● WHAT TO DO:
Transcribe the records below from the first line to the line that includes "job: provide the outline of every instance of the dark", inclusive, and omit the pictures.

═══ EXTRACTED DATA ═══

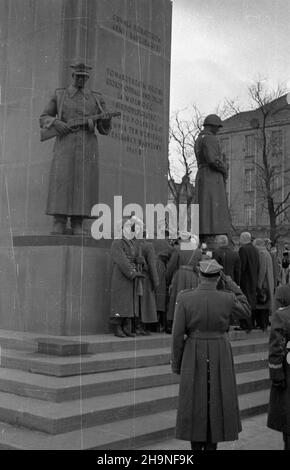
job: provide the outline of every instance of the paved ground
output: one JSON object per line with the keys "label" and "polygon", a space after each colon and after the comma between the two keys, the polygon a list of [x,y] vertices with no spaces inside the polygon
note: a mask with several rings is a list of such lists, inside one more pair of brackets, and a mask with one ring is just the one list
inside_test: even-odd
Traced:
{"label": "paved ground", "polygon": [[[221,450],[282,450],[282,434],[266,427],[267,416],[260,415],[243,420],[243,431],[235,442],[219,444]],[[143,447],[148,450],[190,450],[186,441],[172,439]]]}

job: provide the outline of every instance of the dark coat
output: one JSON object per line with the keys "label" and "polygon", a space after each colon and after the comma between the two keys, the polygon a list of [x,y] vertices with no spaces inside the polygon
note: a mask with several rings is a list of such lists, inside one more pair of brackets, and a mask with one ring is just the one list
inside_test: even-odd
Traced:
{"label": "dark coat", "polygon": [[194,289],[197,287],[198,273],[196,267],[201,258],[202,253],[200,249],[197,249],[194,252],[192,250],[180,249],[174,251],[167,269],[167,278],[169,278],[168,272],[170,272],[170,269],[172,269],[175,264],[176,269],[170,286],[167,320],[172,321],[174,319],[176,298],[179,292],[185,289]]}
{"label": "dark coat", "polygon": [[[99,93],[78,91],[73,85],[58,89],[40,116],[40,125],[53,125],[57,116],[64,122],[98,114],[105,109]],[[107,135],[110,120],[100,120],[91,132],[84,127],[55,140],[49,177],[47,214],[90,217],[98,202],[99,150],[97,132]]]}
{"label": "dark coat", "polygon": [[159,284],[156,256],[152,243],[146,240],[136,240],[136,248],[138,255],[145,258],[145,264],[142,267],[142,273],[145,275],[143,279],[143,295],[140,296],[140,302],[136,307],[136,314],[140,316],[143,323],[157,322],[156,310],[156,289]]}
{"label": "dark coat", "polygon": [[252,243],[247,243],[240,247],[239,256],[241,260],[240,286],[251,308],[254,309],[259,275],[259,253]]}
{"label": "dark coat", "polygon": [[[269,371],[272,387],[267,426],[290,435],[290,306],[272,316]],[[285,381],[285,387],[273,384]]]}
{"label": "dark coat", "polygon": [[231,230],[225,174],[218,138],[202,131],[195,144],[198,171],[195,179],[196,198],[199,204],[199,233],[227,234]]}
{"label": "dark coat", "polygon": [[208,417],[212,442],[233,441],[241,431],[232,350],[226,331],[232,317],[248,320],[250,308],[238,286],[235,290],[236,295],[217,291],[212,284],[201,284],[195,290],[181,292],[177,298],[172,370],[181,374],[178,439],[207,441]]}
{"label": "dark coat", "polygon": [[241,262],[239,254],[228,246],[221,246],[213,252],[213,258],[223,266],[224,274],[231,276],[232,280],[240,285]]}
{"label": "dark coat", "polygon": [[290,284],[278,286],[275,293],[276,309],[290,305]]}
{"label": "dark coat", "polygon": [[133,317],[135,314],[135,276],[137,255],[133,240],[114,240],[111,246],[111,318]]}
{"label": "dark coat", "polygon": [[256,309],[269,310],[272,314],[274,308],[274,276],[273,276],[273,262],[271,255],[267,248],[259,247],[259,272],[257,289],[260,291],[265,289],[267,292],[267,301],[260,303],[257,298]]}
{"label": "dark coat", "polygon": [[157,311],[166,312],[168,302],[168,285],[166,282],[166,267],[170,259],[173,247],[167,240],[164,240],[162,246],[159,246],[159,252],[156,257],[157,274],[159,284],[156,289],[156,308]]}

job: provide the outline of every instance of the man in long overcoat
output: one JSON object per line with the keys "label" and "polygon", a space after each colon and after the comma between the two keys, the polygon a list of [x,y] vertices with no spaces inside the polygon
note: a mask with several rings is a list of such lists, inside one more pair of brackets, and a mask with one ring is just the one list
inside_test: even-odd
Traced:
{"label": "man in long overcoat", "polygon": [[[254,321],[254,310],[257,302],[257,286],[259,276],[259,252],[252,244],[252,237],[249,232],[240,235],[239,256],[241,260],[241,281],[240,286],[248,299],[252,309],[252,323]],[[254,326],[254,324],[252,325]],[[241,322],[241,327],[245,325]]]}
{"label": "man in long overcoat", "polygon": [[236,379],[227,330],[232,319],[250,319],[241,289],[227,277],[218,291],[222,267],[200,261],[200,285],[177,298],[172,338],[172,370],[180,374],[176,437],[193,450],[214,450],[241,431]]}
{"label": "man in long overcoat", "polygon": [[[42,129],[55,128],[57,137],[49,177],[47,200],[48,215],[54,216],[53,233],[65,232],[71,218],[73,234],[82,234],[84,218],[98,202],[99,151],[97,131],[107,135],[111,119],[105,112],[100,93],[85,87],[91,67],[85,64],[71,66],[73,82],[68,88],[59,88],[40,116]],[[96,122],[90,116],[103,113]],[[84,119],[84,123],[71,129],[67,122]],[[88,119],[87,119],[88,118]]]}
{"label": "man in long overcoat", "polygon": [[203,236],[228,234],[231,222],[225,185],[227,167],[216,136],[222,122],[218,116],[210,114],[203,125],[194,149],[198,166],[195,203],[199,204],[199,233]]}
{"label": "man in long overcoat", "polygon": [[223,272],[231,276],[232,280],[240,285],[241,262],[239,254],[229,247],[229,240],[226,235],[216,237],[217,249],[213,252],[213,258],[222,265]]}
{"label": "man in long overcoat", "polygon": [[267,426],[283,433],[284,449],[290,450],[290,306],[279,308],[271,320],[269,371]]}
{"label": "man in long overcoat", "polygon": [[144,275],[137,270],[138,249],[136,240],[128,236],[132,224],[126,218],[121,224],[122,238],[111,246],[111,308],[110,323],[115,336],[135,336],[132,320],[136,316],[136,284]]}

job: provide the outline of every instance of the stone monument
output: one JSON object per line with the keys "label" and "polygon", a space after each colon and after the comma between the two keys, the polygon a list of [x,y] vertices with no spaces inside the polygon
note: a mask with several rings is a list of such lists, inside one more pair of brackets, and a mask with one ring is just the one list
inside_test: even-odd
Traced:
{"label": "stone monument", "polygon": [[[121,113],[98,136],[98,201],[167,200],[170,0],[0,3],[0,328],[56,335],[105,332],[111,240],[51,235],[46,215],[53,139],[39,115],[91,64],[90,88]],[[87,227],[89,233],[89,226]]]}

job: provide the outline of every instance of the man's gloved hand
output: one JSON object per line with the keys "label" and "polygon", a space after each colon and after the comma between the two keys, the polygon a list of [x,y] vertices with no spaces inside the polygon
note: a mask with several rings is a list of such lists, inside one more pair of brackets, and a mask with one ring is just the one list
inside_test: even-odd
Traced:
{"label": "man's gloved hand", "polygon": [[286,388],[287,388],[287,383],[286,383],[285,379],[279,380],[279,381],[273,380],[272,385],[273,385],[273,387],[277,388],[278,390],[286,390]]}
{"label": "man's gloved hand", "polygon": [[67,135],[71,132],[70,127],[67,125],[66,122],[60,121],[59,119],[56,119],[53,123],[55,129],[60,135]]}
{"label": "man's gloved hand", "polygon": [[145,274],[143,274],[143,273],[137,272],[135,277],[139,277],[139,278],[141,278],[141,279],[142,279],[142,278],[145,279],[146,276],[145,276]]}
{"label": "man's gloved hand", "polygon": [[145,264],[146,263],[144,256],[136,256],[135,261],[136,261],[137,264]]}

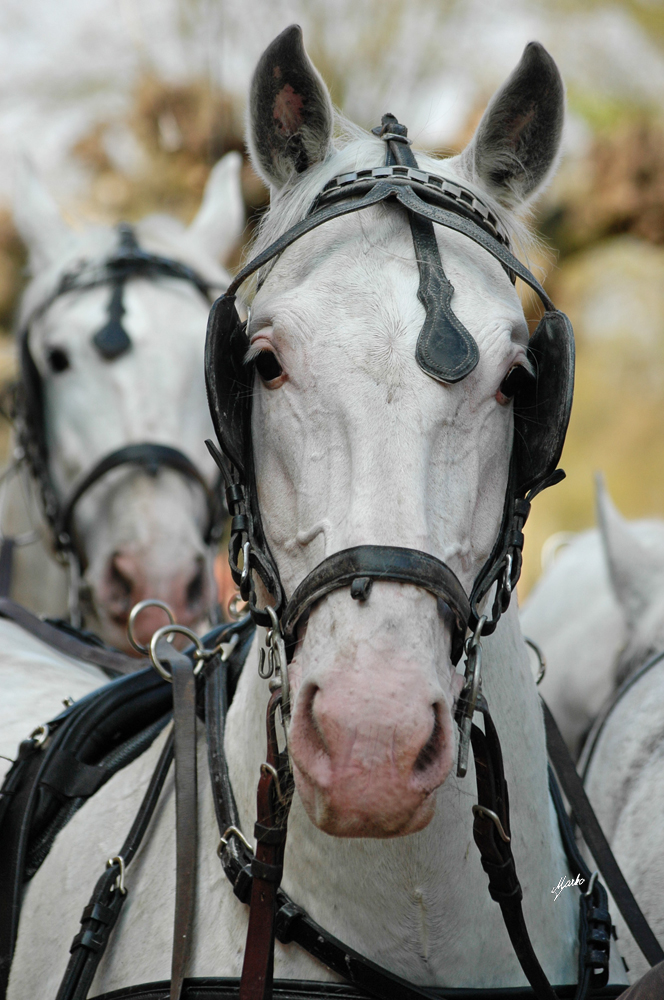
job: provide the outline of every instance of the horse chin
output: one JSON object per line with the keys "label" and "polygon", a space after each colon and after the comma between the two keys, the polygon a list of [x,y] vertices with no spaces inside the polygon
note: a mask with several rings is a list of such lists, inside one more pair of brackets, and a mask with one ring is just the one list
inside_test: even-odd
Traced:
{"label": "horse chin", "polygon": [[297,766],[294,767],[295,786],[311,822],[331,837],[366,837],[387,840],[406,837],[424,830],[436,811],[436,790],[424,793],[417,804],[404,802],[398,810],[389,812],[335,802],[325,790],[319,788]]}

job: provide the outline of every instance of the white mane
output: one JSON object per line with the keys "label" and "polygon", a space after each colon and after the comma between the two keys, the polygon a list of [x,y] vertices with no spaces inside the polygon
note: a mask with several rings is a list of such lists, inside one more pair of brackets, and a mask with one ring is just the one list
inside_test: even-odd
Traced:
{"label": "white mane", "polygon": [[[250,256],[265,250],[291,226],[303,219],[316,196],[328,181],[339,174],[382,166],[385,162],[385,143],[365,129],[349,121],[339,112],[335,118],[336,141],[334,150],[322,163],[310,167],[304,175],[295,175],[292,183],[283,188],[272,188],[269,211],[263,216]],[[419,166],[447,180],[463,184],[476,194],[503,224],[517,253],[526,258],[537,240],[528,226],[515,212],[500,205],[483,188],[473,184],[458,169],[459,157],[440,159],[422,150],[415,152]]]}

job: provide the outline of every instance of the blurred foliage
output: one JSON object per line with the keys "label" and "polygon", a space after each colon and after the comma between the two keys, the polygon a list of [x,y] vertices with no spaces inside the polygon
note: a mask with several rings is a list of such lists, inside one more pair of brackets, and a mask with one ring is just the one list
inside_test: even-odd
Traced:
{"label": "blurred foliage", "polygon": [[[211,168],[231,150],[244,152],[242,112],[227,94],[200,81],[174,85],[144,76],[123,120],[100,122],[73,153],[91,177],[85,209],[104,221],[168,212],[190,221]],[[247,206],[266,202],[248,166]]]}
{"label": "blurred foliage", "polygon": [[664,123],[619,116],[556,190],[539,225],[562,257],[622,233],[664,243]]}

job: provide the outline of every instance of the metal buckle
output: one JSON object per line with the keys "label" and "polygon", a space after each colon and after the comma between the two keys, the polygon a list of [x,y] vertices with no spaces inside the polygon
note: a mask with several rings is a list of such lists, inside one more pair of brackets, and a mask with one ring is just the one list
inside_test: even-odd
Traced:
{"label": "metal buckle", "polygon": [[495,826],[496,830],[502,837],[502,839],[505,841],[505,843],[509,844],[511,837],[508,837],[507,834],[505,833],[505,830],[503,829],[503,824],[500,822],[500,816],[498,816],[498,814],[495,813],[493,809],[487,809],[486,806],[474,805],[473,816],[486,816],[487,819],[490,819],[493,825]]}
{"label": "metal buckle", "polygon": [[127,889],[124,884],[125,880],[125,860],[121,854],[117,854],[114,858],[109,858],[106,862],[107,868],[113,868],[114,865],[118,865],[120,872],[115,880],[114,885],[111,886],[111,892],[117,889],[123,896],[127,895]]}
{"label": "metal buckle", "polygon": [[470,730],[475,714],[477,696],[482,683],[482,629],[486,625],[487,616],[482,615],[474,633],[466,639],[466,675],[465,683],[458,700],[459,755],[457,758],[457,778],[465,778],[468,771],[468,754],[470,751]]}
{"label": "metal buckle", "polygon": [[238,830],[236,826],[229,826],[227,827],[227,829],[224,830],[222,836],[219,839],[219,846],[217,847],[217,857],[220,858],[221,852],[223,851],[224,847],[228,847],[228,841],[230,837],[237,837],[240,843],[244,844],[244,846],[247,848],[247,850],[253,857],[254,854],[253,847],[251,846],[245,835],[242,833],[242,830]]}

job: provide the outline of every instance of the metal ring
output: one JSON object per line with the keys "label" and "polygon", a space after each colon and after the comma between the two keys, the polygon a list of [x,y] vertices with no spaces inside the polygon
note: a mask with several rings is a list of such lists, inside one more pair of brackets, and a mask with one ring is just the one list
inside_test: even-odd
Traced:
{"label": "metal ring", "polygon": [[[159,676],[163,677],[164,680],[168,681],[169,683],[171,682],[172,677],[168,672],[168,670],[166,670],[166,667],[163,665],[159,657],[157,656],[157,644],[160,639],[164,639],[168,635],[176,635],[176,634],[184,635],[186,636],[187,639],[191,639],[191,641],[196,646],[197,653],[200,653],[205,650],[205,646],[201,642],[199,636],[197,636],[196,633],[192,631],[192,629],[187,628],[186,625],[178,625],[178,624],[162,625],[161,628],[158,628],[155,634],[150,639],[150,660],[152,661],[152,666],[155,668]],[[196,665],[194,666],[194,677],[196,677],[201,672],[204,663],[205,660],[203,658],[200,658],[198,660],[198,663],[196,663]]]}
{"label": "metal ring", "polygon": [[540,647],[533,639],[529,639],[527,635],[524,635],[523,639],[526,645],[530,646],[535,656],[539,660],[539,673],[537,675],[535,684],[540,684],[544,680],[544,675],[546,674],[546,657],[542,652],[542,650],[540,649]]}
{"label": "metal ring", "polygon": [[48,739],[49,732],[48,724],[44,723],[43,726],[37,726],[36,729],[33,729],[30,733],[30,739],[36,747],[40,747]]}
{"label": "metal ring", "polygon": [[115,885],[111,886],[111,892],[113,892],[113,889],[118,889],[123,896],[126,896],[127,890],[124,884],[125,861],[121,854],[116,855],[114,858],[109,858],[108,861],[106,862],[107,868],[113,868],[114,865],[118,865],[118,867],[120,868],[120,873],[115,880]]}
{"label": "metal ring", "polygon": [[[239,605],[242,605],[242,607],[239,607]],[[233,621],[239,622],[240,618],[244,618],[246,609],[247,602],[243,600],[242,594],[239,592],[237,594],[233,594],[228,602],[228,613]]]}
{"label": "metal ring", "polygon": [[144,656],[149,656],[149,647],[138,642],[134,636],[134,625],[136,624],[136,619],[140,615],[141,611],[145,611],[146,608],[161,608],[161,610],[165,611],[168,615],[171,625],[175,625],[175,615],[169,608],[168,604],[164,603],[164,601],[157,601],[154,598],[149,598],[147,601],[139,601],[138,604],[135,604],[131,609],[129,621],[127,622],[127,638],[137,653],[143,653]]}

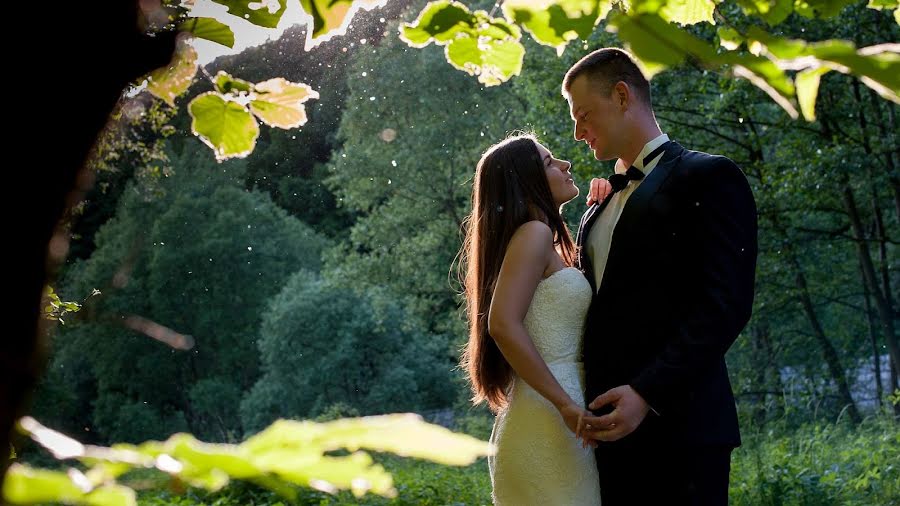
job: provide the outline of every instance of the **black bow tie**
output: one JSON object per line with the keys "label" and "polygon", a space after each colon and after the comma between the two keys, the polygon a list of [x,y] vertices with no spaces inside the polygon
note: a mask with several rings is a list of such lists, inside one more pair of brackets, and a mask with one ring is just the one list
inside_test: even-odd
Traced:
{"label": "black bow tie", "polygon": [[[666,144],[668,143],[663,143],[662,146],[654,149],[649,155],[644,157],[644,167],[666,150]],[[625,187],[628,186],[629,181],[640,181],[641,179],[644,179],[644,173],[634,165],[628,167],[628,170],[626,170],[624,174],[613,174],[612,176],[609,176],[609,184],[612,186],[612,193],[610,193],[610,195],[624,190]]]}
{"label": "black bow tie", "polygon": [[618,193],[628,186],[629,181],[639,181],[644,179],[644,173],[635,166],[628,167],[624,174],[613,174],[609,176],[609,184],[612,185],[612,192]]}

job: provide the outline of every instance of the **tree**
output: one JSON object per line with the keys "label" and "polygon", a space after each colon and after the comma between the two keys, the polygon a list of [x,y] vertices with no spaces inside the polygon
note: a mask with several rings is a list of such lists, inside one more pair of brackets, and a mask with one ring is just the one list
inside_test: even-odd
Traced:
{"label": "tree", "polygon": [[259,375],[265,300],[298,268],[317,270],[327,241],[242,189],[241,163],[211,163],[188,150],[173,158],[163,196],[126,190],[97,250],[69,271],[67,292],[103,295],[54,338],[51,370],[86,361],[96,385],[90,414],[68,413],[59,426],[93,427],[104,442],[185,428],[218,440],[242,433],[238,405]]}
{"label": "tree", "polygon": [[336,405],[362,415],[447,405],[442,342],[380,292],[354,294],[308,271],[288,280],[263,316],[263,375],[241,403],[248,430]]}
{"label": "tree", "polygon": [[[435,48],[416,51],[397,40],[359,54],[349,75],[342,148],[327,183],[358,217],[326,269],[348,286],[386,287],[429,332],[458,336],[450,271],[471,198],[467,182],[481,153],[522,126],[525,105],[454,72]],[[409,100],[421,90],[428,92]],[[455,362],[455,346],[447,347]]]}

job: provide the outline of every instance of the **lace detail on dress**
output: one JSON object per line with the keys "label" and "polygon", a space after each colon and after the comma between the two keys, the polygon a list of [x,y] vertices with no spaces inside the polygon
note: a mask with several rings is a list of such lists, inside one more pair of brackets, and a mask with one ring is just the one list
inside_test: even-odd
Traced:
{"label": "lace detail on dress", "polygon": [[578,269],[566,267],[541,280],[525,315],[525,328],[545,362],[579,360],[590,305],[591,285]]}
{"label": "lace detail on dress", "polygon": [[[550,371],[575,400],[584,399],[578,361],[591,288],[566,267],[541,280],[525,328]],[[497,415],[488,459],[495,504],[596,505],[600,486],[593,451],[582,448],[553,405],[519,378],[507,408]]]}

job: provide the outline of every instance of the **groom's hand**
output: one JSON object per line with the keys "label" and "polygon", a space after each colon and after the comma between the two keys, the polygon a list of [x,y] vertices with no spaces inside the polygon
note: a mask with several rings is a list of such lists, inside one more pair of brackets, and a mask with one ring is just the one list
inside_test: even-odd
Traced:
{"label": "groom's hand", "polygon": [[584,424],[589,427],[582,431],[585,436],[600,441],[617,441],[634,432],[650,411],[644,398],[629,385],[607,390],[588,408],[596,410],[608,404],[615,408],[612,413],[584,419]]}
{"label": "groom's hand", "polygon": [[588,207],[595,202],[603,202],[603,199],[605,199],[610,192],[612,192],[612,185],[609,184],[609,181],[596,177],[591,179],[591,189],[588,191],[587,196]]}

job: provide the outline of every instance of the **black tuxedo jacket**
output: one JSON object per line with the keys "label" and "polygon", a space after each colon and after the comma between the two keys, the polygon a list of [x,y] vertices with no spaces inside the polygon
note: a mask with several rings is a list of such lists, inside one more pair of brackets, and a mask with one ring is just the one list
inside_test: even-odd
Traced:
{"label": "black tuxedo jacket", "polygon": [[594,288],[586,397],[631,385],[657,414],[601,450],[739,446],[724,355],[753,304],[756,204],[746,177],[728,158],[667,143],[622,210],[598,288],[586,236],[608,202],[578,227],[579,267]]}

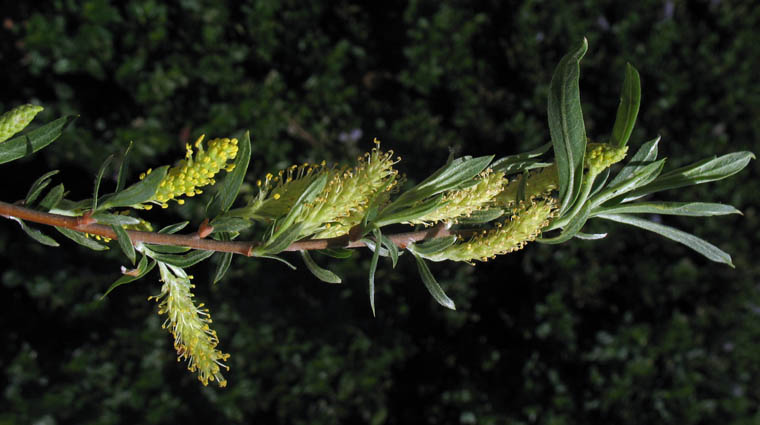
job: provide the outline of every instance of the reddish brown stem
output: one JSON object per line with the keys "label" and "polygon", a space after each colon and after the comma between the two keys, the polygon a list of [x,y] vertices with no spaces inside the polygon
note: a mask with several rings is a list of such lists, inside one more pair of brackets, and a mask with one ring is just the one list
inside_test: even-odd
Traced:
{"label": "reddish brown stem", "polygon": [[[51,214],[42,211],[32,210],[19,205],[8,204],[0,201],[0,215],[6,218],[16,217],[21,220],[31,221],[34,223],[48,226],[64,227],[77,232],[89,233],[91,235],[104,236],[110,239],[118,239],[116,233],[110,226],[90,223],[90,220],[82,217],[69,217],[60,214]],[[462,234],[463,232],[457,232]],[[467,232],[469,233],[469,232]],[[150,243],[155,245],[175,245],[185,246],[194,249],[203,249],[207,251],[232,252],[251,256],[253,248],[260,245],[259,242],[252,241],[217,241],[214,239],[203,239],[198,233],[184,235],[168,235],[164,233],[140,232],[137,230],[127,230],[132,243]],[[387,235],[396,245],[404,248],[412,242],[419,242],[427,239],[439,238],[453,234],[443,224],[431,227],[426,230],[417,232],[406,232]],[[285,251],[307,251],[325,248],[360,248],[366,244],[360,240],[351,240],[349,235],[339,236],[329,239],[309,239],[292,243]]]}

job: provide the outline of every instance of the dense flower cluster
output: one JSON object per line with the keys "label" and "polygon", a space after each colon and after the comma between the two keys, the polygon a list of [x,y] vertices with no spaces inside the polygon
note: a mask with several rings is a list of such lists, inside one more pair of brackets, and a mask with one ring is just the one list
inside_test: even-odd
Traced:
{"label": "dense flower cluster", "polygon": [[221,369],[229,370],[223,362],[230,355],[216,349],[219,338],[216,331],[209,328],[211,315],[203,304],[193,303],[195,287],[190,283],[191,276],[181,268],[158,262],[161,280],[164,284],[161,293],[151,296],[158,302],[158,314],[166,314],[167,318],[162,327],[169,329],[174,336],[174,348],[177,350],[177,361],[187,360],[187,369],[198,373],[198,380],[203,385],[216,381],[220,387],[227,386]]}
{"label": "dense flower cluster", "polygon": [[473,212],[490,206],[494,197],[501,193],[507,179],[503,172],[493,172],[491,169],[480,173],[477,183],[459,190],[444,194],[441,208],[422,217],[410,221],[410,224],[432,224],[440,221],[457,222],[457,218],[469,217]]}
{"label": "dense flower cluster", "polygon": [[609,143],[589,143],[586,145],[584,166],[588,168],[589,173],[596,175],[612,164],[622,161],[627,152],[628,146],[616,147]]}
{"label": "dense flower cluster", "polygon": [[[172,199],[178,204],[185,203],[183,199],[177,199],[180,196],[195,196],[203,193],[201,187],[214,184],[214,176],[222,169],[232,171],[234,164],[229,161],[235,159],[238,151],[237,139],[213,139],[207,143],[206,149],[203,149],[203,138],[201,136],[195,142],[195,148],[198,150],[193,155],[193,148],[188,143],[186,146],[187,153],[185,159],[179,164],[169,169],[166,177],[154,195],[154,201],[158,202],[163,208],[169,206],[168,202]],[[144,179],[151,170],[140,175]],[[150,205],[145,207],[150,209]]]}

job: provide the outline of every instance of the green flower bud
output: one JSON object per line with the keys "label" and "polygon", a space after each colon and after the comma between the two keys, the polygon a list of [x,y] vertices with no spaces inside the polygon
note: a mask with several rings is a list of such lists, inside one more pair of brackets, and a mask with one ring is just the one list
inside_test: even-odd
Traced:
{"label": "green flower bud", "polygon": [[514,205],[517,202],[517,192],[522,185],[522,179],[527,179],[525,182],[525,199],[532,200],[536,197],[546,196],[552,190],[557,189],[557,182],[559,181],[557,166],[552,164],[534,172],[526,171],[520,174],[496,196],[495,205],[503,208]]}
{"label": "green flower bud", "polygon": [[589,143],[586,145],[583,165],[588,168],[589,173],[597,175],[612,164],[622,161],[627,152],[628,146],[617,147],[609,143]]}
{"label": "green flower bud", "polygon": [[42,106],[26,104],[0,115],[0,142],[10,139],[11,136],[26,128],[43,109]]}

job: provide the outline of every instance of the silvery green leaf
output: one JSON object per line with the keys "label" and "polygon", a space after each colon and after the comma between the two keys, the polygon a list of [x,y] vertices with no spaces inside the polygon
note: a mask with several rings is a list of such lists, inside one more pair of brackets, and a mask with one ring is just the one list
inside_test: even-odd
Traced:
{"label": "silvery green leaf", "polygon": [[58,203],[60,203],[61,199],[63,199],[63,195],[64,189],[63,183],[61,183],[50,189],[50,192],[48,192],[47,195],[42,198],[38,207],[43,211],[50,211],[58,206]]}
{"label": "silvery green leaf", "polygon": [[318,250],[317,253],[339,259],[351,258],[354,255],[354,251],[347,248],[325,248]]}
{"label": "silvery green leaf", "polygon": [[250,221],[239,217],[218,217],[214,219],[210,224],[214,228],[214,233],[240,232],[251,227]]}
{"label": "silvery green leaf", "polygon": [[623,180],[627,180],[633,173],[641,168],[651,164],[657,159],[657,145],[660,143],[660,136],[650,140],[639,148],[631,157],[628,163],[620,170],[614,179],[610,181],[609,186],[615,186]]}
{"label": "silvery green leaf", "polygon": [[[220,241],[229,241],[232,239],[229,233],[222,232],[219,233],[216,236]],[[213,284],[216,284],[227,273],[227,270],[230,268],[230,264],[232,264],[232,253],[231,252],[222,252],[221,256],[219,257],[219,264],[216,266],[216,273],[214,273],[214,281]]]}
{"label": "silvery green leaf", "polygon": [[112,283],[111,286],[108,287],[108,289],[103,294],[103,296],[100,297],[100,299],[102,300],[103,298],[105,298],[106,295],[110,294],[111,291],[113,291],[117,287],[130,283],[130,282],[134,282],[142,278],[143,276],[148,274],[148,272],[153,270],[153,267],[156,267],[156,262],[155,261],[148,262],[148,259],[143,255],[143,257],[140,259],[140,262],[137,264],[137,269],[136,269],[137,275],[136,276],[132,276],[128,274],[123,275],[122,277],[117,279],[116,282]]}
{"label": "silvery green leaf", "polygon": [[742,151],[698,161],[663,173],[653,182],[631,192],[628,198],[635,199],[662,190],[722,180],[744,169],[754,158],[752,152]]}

═══

● OUTPUT BELOW:
job: provide the outline of every instance of the paved ground
output: one JSON object per line with the keys "label" and "polygon", a space after each colon and after the comma between the two keys, the polygon a list of [x,y] vertices with no spaces inside the polygon
note: a mask with several rings is a list of such lists, inside one more pair of brackets, and a mask with one ring is just the one list
inside_test: even-odd
Traced:
{"label": "paved ground", "polygon": [[[221,450],[282,450],[282,434],[266,427],[267,416],[260,415],[243,420],[243,431],[235,442],[219,444]],[[143,447],[148,450],[190,450],[186,441],[172,439]]]}

job: provide the outline of every instance of the dark coat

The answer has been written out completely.